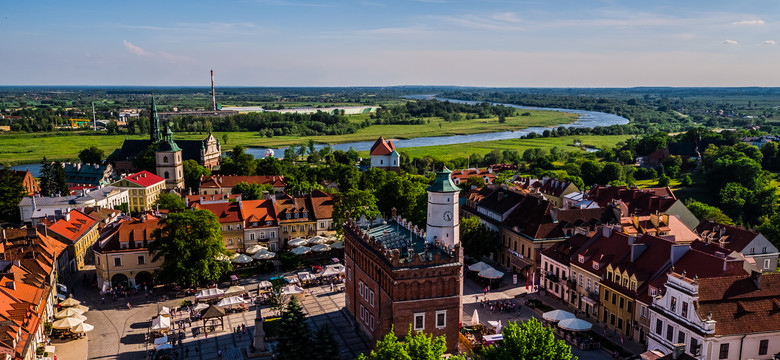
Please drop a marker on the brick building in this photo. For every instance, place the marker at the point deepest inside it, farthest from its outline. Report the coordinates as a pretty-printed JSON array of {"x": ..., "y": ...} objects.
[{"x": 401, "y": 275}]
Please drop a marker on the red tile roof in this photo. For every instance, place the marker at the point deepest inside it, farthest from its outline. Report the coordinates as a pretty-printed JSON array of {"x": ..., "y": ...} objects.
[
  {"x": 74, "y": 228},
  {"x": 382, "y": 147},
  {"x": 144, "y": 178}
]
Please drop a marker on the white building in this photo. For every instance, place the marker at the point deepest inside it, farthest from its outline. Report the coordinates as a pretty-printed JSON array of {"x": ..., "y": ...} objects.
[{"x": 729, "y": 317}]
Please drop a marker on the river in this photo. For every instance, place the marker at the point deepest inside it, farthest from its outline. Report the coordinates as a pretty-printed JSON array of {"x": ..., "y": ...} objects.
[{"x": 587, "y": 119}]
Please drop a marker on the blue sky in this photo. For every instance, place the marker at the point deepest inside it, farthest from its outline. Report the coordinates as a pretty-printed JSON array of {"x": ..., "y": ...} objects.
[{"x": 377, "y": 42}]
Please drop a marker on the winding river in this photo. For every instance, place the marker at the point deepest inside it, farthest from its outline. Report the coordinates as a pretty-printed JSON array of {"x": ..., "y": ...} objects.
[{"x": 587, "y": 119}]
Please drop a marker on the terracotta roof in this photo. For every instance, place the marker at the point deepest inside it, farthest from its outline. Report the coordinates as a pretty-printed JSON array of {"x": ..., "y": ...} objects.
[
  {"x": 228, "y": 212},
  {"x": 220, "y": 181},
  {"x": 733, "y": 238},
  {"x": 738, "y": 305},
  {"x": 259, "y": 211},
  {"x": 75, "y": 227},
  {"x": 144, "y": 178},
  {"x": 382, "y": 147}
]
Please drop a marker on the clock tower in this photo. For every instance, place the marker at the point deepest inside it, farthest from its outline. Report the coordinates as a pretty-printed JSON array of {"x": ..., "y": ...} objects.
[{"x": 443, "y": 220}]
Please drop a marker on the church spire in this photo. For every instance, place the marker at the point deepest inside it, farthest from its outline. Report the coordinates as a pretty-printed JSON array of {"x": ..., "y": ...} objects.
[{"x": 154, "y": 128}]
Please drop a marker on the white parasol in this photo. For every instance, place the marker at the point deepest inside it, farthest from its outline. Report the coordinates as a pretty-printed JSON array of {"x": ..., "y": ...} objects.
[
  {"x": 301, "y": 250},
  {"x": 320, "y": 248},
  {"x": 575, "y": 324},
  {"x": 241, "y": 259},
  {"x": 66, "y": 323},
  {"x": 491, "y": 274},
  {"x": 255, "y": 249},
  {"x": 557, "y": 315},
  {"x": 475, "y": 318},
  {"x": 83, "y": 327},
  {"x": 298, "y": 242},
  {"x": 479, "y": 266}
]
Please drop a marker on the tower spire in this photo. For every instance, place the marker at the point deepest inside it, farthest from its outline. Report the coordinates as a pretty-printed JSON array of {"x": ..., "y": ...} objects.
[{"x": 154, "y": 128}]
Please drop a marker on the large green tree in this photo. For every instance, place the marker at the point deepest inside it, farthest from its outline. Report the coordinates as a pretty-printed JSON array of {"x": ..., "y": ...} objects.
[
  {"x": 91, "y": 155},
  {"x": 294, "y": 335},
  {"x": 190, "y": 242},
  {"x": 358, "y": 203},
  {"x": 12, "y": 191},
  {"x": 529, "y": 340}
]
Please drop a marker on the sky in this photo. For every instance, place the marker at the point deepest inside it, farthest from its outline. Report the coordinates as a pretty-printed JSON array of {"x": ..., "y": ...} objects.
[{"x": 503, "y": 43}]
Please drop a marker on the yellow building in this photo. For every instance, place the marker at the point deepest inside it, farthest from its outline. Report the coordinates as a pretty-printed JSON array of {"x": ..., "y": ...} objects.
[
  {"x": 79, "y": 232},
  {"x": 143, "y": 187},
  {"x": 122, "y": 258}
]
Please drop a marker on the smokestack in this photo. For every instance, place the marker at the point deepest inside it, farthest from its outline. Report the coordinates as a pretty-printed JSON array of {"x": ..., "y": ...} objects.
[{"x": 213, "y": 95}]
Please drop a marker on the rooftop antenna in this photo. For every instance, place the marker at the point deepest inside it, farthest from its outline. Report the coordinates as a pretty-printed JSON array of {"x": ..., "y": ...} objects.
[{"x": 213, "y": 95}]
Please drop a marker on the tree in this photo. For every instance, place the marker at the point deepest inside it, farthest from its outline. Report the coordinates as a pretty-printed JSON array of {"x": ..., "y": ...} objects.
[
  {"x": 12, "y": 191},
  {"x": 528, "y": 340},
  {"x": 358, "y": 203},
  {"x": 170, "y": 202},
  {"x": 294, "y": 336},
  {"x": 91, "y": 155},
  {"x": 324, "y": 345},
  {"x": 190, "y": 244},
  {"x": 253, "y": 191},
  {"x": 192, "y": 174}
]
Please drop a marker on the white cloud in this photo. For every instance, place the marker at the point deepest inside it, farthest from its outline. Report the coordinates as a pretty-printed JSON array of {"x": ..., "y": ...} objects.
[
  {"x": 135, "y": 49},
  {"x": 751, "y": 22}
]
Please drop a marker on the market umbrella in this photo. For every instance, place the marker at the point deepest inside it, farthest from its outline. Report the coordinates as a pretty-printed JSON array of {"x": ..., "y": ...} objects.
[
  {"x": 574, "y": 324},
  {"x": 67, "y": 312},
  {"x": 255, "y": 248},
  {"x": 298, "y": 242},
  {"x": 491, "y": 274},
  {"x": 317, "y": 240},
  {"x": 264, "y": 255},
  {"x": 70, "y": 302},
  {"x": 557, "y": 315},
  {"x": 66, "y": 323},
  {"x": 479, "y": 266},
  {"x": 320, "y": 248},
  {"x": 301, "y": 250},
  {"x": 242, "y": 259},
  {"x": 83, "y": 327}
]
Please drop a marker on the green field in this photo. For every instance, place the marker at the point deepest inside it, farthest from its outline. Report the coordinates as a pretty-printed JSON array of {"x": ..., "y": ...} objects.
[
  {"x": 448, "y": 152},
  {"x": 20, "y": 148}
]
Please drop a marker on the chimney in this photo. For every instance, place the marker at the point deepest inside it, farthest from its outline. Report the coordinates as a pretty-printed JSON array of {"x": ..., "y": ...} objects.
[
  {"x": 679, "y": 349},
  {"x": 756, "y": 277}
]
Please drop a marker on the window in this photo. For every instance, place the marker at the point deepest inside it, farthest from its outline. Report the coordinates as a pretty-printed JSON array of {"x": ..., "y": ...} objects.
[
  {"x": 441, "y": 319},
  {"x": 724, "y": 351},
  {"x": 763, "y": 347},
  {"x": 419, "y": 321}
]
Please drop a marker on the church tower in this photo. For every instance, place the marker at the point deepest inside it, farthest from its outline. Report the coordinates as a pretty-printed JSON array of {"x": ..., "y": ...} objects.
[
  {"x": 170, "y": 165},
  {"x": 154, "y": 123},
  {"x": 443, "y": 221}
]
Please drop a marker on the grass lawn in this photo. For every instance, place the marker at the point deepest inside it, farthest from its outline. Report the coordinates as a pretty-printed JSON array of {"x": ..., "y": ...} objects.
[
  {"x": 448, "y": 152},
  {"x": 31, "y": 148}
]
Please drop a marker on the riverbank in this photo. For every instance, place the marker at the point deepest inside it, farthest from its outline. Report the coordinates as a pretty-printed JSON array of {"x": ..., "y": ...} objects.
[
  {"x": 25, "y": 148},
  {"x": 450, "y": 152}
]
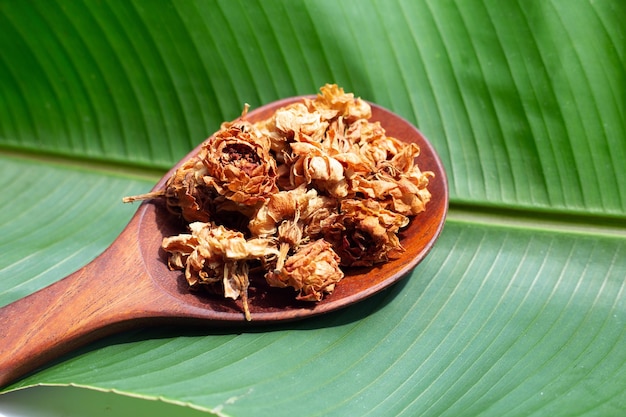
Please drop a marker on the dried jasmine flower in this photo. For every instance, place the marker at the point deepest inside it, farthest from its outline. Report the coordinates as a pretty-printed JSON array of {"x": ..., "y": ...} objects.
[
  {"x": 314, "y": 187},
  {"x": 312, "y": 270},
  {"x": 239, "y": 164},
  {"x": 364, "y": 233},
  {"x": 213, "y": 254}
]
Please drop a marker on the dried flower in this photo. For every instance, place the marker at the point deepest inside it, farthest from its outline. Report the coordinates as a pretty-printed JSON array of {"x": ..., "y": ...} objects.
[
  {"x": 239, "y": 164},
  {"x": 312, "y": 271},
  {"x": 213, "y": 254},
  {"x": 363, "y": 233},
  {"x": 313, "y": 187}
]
- - -
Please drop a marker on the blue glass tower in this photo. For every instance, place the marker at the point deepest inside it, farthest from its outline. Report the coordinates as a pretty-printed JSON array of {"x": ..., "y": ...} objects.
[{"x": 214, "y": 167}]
- - -
▶ _Votre tâche_
Indiquez combien de lignes des enregistrements contiennent le mot « tree », en respectant la casse, et donnez seulement ce nombre.

▶ _Votre réponse_
2